═════ PASSAGE TO READ ═════

SpacerDB Sequence Access Examples

This notebook demonstrates how to access and analyze specific spacer sequences based on various attributes like coverage, array type, taxonomy, etc.

0.1 What we will demonstrat here:

Get all unique spacers for a given taxon
Get all unique spacers for a given ecosystem
Connect taxon to ecosystem for a given CRISPR type

Before doing anything, we install the required python dependencies (polars, duckdb, and itables), if they are not already installed (if you run the notebooks locally, this can be done via a virtual environment manager like conda or pixi, in which case you don’t need to run this cell).

Code

%%capture
%pip install polars duckdb itables pyarrow;

Code

import polars as pl
import duckdb
from pathlib import Path
from datetime import datetime
import itables
from itables import init_notebook_mode
init_notebook_mode(all_interactive=True)

# Configure Polars display
pl.Config(tbl_cols=-1, tbl_rows=250)

init_notebook_modetrusted

<polars.config.Config at 0x7a9923bd56a0>

1 Database Connection

Here we will access the spacerDB directly from the s3 bucket. Accessing via s3 is fine for small queries like the ones we have in this notebook, however for any extensive work with the database, including any large queries, we strongly recommend downloading the database and loading it from a local path.
Depending on your network connection, this cell may take ~ 30s to 1 min to load.

Code

# Loading from S3 - first we create a connection to a local db in memory
con = duckdb.connect(":memory:")
# Next we enter the necessary key and secret to be able to read the s3 bucket
con.sql("""

═════ DATA SECTION ═════

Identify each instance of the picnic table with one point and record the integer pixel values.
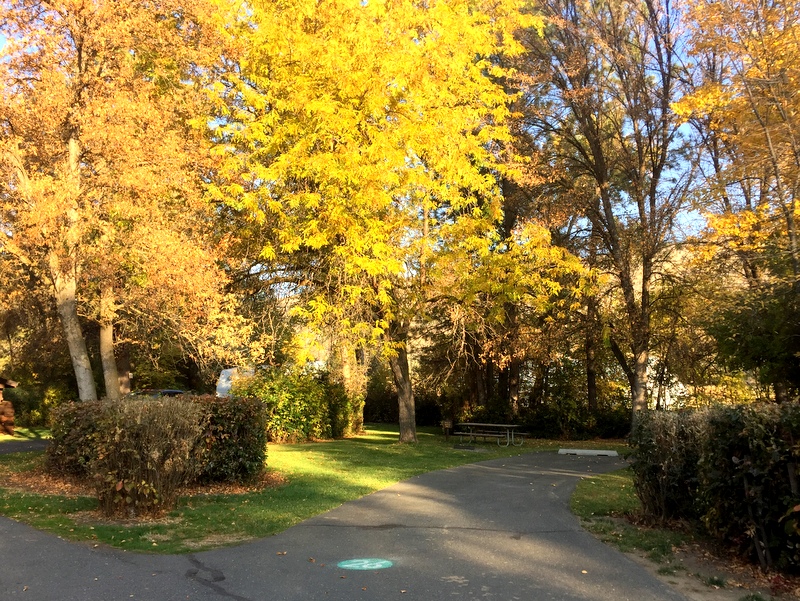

═════

▸ CHALLENGES:
(A) Answer these questions from the SpacerDB notebook page:
(i) Which Python dependencies does the sentence beginning "Before doing anything" name?
(ii) How long may the database connection step take to load?
(iii) For extensive work with the database, what does the SpacerDB notebook page strongly recommend?
(B) Transcribe the stretch of the SpacerDB notebook page from "<polars.config.Config at 0x7a9923bd56a0>" through "min to load.".
(C) List every module that the SpacerDB notebook page names after "import" or "from" in its code, giving each module only once.

▸ PER-TASK ANSWERS:
(A)
(i) polars, duckdb, and itables
(ii) About 30 seconds to 1 minute, depending on the network connection
(iii) Downloading the database and loading it from a local path

(B)
<polars.config.Config at 0x7a9923bd56a0>

1 Database Connection

Here we will access the spacerDB directly from the s3 bucket. Accessing via s3 is fine for small queries like the ones we have in this notebook, however for any extensive work with the database, including any large queries, we strongly recommend downloading the database and loading it from a local path.
Depending on your network connection, this cell may take ~ 30s to 1 min to load.

(C)
polars
duckdb
pathlib
datetime
itables